## Exercise data

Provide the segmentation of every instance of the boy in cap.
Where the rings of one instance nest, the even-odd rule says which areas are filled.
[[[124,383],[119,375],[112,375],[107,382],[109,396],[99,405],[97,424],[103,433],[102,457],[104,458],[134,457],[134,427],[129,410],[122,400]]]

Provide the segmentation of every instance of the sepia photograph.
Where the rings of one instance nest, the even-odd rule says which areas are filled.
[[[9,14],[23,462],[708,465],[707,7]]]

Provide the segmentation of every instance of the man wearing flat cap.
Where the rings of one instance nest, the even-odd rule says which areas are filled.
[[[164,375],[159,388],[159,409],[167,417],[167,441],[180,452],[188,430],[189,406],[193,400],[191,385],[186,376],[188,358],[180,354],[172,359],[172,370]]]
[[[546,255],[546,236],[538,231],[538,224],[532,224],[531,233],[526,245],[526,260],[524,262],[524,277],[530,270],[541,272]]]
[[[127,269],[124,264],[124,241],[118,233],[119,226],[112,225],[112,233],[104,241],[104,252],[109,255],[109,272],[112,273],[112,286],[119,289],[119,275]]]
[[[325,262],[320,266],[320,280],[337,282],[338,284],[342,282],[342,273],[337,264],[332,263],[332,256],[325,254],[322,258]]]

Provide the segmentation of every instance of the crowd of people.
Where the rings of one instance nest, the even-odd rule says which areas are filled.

==

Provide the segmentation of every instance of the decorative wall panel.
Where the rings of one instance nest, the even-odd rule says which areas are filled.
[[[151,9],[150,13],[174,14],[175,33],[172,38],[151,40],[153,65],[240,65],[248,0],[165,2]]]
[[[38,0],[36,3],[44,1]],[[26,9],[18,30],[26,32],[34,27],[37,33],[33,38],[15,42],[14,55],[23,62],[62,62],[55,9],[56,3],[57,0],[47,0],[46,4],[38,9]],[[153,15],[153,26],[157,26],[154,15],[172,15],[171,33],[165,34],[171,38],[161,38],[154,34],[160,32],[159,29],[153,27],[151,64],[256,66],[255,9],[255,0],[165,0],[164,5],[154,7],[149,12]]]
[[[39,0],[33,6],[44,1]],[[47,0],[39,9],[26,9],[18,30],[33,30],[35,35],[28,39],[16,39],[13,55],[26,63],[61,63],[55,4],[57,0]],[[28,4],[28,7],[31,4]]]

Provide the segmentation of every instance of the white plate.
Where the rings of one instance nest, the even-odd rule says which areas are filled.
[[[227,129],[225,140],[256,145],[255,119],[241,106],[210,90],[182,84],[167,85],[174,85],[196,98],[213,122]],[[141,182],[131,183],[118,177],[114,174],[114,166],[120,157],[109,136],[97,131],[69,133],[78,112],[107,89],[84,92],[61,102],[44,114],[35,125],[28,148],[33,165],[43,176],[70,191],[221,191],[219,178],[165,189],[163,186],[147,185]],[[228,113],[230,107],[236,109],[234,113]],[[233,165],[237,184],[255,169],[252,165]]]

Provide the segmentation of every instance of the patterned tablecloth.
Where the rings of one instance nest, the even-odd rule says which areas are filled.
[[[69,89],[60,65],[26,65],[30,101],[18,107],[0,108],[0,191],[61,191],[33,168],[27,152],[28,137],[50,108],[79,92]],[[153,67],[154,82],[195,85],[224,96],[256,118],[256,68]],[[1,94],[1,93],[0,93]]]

## Task description
Copy out exactly the lines of the records from the line with "Provide the segmentation of every instance of the sepia" to the line with "[[[9,14],[23,462],[708,465],[707,7]]]", including both of those lines.

## Worked solution
Provide the segmentation of every instance of the sepia photograph.
Where the rings of one instance nest, the even-odd rule says which areas are filled.
[[[9,14],[23,462],[708,465],[707,7]]]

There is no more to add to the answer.